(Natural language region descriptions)
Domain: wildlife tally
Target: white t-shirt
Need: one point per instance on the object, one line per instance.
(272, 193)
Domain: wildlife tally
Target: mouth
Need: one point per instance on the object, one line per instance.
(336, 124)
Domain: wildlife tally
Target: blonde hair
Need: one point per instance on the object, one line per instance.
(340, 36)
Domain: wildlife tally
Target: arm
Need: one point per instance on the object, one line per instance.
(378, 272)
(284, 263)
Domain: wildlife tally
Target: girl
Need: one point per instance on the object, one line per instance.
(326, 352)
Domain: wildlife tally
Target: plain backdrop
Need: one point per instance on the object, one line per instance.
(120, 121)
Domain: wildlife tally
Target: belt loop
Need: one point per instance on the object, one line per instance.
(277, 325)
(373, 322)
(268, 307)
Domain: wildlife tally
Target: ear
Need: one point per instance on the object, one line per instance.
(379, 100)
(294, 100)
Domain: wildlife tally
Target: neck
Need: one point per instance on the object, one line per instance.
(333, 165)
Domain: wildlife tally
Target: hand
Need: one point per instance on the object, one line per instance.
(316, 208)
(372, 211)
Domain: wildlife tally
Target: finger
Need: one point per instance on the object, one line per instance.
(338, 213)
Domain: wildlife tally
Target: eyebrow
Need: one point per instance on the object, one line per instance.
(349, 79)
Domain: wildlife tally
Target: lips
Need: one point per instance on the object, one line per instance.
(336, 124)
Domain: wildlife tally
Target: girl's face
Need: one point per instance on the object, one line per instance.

**Exercise instructions**
Stop at the line containing "Target: lips". Please print exactly every line before it from the start of the records, plus that line itself, and nothing else.

**Solution**
Domain: wildlife tally
Target: white t-shirt
Need: one point per instance on the object, one line per instance.
(272, 193)
Domain: wildlife tally
Target: mouth
Need: one point per instance on the object, one line per instance.
(336, 124)
Domain: wildlife tally
Target: blonde hair
Need: one point per instance on the object, one line per instance.
(340, 36)
Domain: wildlife tally
Target: arm
Need: one point per instance on the object, one line per instance.
(378, 272)
(284, 263)
Domain: wildlife tally
Target: girl
Need: one point per instance on the object, one line per instance.
(326, 352)
Domain: wildlife tally
Target: plain backdrop
Need: one point per instance on the object, one line per instance.
(120, 121)
Domain: wildlife tally
Target: belt loop
Need: one point per instance on the object, one line per instance.
(277, 325)
(373, 322)
(268, 307)
Domain: wildlife tally
Target: ear
Need: one point per instance on the object, one line per instance.
(379, 100)
(294, 100)
Domain: wildlife tally
Target: neck
Need: one point per instance on the object, one line per instance.
(333, 165)
Domain: wildlife tally
Target: hand
Need: one point per instance on the object, one line per instance.
(316, 208)
(372, 211)
Domain: wildlife tally
Target: finger
Need: one point per instance on the object, one line per instance.
(338, 213)
Domain: wildlife tally
Target: eyebrow
Need: one point per instance on the object, one line per instance.
(349, 79)
Domain: wildlife tally
Target: lips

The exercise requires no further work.